§ Exercise description: All lines below are to be transcribed exactly.

■ ■ ■ ■

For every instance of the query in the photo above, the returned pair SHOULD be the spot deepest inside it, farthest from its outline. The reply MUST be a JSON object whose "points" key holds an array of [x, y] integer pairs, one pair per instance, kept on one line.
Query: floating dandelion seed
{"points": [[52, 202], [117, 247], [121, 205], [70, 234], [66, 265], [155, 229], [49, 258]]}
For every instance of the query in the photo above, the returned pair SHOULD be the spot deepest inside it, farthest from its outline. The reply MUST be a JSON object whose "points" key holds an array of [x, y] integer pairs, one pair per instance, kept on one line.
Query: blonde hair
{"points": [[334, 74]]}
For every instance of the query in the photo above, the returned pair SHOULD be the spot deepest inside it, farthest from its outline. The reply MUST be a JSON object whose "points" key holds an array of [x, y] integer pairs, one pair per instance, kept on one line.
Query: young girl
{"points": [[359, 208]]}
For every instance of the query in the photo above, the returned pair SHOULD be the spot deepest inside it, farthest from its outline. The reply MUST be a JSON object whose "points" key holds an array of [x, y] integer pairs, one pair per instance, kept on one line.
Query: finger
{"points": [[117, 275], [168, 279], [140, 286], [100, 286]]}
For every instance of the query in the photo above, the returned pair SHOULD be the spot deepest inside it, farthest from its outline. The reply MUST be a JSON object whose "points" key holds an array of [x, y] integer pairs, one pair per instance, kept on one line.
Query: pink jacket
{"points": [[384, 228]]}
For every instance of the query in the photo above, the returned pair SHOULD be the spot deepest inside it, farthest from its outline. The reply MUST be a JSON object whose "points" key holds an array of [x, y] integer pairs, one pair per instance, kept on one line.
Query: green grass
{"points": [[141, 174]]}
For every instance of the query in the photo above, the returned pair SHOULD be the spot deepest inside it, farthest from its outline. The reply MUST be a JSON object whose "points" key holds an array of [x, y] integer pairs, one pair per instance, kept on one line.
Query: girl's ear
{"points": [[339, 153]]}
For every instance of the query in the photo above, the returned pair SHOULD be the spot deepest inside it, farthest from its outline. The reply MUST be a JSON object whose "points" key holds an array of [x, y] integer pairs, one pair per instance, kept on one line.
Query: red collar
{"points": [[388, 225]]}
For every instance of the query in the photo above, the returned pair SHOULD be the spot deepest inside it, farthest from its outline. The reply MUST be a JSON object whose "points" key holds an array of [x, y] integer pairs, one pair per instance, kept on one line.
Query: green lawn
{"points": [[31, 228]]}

■ ■ ■ ■

§ Output for this task:
For every instance of the query in the photo above, the returned pair SHOULD be the spot deepest inside it, farthest from its outline. The reply MUST be a JSON object whose "points" key holds an array of [x, y] integer pairs, one pair per instance, kept on one line.
Query: floating dandelion seed
{"points": [[52, 202], [117, 247], [121, 205], [70, 234], [66, 265], [155, 229], [49, 258]]}
For every instance of the query in the photo above, the returned pair SHOULD be the spot deepest inside it, farthest from its outline. The reply MUST be a JSON object whose "points" key holds an array of [x, y] integer pairs, one pair per instance, kept on one line.
Query: blonde hair
{"points": [[334, 74]]}
For every instance of the query in the photo above, the returned pair SHOULD be the spot deepest inside it, farthest from its outline. The reply MUST be a JSON object whose "points" key holds an array of [x, y] integer pairs, one pair per instance, kept on one line.
Query: young girl
{"points": [[359, 208]]}
For every instance of the query in the photo above, the returned pair SHOULD be the spot deepest inside it, farthest from its outline. The reply MUST be a JSON object whose "points" key holds an array of [x, y] integer pairs, one pair per instance, kept on one line.
Query: finger
{"points": [[117, 275], [168, 279], [140, 286], [100, 286]]}
For every instance of the query in the photo above, the returned pair SHOULD be the spot deepest inside it, farthest from its outline. The reply MUST be a JSON object whose "points" key holds an array of [x, y] integer pairs, one pair per instance, kept on one line.
Query: pink jacket
{"points": [[384, 228]]}
For every instance of the query in the photo above, the returned pair SHOULD be the spot deepest inside it, farthest from its outline. The reply MUST be a JSON object whose "points" key holds an array of [x, y] integer pairs, one pair per instance, kept on one line.
Query: green grass
{"points": [[141, 174]]}
For every instance of the query in the photo above, the returned pair SHOULD be the spot deepest inside it, farthest from its outline. The reply MUST be a JSON object whose "points" key holds an array of [x, y] integer pairs, one pair per instance, kept on one line.
Query: girl's ear
{"points": [[339, 153]]}
For every instance of the query in the photo above, the returned pair SHOULD be the spot deepest inside it, farthest from its outline. The reply MUST be a JSON object whose "points" key holds an array of [x, y] integer pairs, one pair per instance, kept on one line.
Query: red collar
{"points": [[388, 225]]}
For every instance of the query in the photo above, the returned pair SHOULD be the spot deepest inside it, farthest from its outline. The reply MUST be a JSON object whose "points" key holds an array of [x, y] integer pairs, one pair per instance, kept on one line.
Query: green lawn
{"points": [[31, 228]]}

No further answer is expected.